## SELECTED PASSAGE

------------------------------------------------------------------------

No lessons were learned from Sadat’s assassination. Religious extremism and violence against the Copts, with the government’s passive condoning continued to escalate during Mubarak’s era. Large-scale attacks in Abu Korkas, el-Koshh (twice) and in Nag Hammadi, in addition to numerous others continued up to the January 2011 New Year’s attack on the Church of the Two Saints in Alexandria, shortly before the January 2011 popular uprising. Muslim Brothers and other fundamentalist Islamist groups proliferated and were allowed to spread their fanatic ideology in the Egyptian society. Extremist Wahabi teachings, foreign to the nature and character of the Egyptian, were imported from Saudi Arabia and found fertile ground in a society where education had plummeted. Egypt’s financial woes left it open to exploits of the Arab oil money, which fostered religious fanaticism. Members of the Muslim Brothers infiltrated state institutions to the extent that now these institutions are incapable of fighting extremism or reforming themselves. Educational curricula ingrained hate of people of non-Sunni Muslim faith in children from an early age up to college. Fundamentalist Islamist ideologies and practices invaded every aspect of the social space, gradually leading to the withdrawal and marginalization of the Copts, and other minorities in their own society, rendering them second-class citizens.

Attacks on Christians continued after Mubarak’s demise during the transitional period under the control of Egypt’s SCAF, with famous attacks on the Mar Mina and Mar Guirguis churches in Sol, Mar Mina in Embaba and Mar Guirguis in Marinab. However, the loss of life and during these attacks is incomparable to the large massacre perpetrated by Egypt’s Army against peaceful Christian demonstrators at Maspero on October 9th, 2011, during which 28 Christians we killed, with live ammunition or trampled under the army’s armored personnel carriers, and 300 wounded. Coptic Solidarity chose this incident to mark it as an annual remembrance day for all modern Coptic Martyrs. To this day, no responsibility has been assigned to those who ordered the attack.

------------------------------------------------------------------------

## PROVIDED INFORMATION
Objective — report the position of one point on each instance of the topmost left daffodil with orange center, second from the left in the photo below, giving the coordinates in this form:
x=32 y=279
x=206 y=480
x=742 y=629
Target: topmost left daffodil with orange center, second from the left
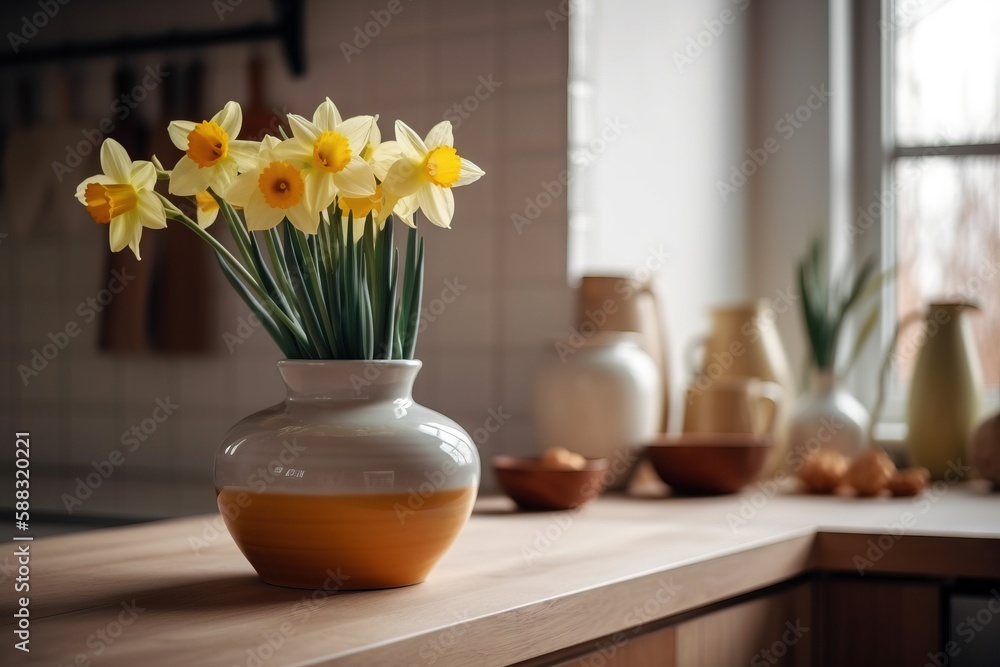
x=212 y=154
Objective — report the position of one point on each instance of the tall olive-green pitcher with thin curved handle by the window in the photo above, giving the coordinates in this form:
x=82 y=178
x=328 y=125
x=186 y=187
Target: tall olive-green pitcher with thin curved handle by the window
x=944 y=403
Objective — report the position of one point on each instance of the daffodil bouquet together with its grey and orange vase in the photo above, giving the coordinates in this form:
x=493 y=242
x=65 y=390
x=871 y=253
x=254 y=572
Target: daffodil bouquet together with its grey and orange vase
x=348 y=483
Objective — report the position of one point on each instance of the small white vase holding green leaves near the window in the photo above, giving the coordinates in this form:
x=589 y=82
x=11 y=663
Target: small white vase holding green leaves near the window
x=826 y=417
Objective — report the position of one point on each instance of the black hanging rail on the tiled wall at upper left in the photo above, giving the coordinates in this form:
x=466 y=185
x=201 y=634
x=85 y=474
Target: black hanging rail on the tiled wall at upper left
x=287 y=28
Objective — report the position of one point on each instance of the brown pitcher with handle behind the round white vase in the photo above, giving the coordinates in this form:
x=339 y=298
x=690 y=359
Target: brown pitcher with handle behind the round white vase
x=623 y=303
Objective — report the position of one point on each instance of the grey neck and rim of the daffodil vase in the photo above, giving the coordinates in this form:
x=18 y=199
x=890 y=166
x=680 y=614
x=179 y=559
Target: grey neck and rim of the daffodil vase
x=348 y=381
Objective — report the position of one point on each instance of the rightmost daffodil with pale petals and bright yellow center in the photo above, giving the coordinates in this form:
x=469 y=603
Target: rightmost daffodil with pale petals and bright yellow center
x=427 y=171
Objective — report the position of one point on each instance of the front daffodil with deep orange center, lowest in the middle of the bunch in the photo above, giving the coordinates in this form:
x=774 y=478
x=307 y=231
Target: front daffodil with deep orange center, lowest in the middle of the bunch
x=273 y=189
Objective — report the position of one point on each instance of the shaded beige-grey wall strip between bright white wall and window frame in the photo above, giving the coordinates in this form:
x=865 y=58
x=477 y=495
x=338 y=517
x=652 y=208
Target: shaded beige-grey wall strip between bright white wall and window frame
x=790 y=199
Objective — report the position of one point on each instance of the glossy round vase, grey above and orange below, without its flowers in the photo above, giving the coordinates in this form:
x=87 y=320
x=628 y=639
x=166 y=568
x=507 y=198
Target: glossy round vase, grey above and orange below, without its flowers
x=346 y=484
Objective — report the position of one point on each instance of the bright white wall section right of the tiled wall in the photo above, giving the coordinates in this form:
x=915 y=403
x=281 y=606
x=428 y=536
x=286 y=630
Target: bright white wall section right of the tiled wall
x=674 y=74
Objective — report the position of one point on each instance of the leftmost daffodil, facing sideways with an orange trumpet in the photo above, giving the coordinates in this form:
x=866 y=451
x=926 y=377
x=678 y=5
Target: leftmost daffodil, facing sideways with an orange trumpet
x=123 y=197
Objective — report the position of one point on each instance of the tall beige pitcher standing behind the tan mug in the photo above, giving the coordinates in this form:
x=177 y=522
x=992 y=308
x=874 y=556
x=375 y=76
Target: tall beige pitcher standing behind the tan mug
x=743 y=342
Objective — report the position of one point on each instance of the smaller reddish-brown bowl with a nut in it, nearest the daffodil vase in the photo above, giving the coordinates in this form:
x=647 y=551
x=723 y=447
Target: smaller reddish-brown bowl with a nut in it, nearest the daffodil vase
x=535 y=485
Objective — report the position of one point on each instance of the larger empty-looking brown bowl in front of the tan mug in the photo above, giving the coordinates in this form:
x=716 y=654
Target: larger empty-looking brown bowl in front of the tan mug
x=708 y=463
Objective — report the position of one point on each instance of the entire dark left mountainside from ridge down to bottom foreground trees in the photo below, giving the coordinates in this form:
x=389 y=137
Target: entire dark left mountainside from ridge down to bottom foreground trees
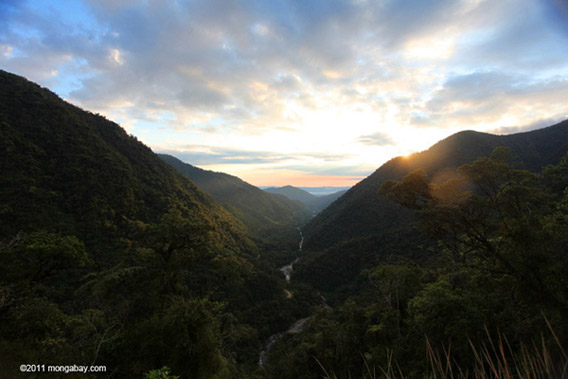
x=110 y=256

------------------------------------------------------------------------

## TASKS AND EXERCISES
[1] Print the part of the passage on violence against Egypt's Copts from "Attacks on Christians" to "ordered the attack.".
[2] Which places does the passage on violence against Egypt's Copts name as sites of attacks on Christians? List every one.
[3] Pick up the passage on violence against Egypt's Copts after its final sentence and carry it further.

## ANSWERS GIVEN
[1]
Attacks on Christians continued after Mubarak’s demise during the transitional period under the control of Egypt’s SCAF, with famous attacks on the Mar Mina and Mar Guirguis churches in Sol, Mar Mina in Embaba and Mar Guirguis in Marinab. However, the loss of life and during these attacks is incomparable to the large massacre perpetrated by Egypt’s Army against peaceful Christian demonstrators at Maspero on October 9th, 2011, during which 28 Christians we killed, with live ammunition or trampled under the army’s armored personnel carriers, and 300 wounded. Coptic Solidarity chose this incident to mark it as an annual remembrance day for all modern Coptic Martyrs. To this day, no responsibility has been assigned to those who ordered the attack.

[2]
Abu Korkas
el-Koshh
Nag Hammadi
Alexandria
Sol
Embaba
Marinab
Maspero

[3]
The one-year rule of the Muslim Brothers witnessed, in addition to the by now regular attacks, the unprecedented attack on the Coptic Cathedral in Cairo, seat of the Coptic Patriarch under the watch of police forces who reportedly were inciting the mob. This attack would symbolically be comparable in its meaning to an attack on St. Peter’s Cathedral in Rome. Once in control, the Muslim Brothers suspended the parliament and the judiciary as they sought to establish a religious state or a Caliphate, and apply Shari‘a. Talk of imposing a poll tax, jyzia on Christians , which was abolished in the late nineteenth century for the first time since the seventh century Islamic Arab conquests, circulated. It was said, “If Christians don’t like it they could leave.” One hundred thousand Christians emigrated out of Egypt that year.

The June 30th, 2013 second uprising, which witnessed 20 million Egyptians taking to the streets, and the Egyptian Army’s intervention which brought an end to the Muslim Brothers’ rule, demonstrated Egyptians’ fundamental rejection of the Muslim Brothers Islamist agenda. The pogrom of Wednesday Aug. 14, 2013 during which 25 Christian were killed, 86 churches, 3 ancient monasteries, 4 schools, and 230 houses were burned, not including other Christian-owned businesses, in what was described by the Right Honorable Lord Alton of the UK as the Copts “Kristallacht”, showed the depth of the Islamists hatred of Christians.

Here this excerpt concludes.